● **Task brief**: Collect each line of the rows below that contains the word "knit". The match is case-sensitive.

● **Provided records**:
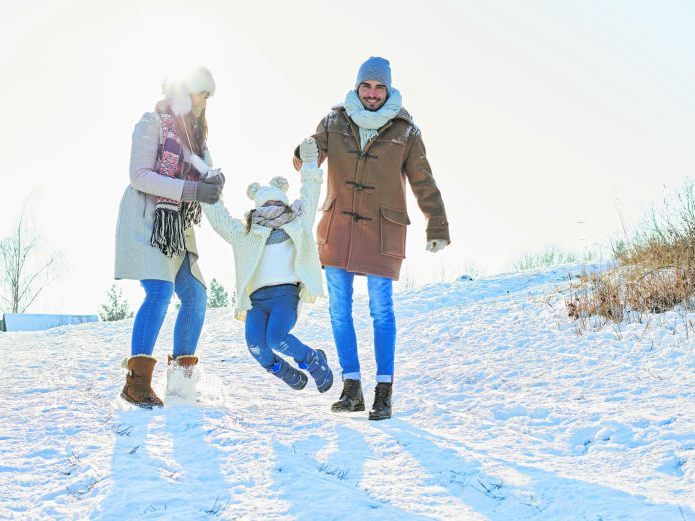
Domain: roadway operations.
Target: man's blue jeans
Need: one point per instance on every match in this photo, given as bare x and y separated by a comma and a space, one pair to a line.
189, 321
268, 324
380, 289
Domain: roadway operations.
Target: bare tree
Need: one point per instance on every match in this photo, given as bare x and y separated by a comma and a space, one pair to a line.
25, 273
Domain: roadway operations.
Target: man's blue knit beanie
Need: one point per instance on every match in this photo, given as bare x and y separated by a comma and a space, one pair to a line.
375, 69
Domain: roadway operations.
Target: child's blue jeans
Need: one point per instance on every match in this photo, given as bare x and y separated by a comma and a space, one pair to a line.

...

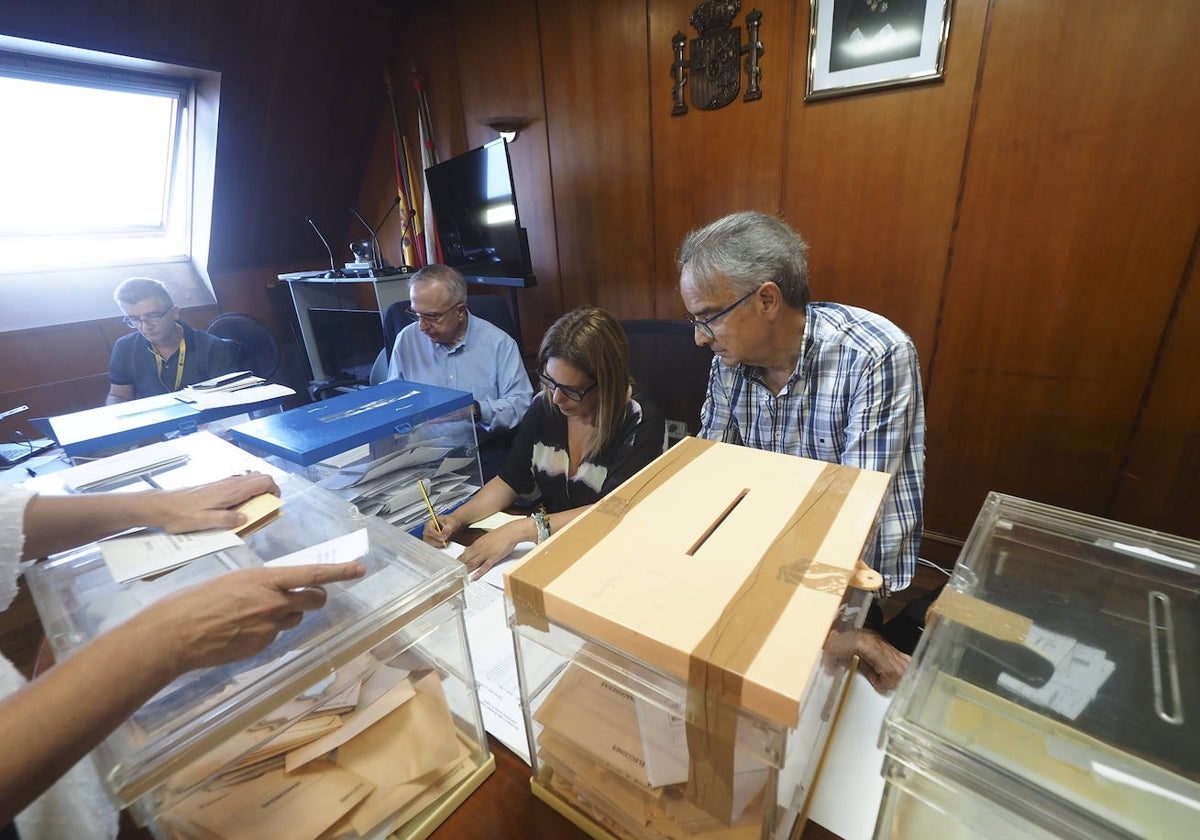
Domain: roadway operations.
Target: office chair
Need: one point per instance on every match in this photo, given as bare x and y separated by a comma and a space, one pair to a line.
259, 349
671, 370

---

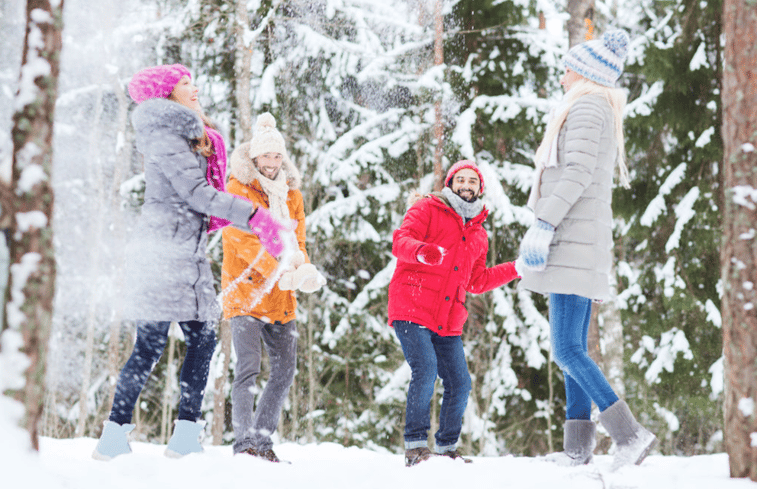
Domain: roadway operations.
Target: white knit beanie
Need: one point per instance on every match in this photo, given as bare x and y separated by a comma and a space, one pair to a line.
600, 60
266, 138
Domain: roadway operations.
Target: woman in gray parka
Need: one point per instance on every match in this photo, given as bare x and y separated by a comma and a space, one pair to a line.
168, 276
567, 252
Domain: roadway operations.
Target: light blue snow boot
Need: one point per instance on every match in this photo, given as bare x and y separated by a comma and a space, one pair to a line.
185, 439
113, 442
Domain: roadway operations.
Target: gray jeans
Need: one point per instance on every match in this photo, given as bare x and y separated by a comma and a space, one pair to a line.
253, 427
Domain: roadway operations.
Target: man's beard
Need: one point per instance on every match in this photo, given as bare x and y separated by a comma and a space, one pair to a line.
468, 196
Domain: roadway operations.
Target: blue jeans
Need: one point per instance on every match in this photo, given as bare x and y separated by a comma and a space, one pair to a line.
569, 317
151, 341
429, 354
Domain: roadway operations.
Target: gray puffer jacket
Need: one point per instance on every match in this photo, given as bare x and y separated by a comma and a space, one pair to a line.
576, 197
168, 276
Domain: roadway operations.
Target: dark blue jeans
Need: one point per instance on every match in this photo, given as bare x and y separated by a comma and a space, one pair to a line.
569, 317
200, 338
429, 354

● **Reply**:
Target: man's blue knit beanie
Target: white knit beanie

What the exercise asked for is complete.